RECORD EXTRACTS.

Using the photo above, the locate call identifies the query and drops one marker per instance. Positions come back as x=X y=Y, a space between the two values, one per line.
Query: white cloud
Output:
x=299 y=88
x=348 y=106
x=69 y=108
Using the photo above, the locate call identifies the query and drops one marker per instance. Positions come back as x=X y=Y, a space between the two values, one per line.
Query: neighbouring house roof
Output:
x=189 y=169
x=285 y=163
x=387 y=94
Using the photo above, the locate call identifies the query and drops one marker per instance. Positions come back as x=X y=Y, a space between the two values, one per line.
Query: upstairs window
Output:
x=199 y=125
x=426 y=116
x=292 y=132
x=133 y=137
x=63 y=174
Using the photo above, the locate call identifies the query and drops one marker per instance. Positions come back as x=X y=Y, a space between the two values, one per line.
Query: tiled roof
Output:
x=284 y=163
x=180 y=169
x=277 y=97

INSTRUCTIONS FOR THE TASK. Every line holding the string "roof" should be copied here, so please find those lines in the data.

RESULT FOR THIS EXERCISE.
Query: neighbouring house roof
Query: tiled roof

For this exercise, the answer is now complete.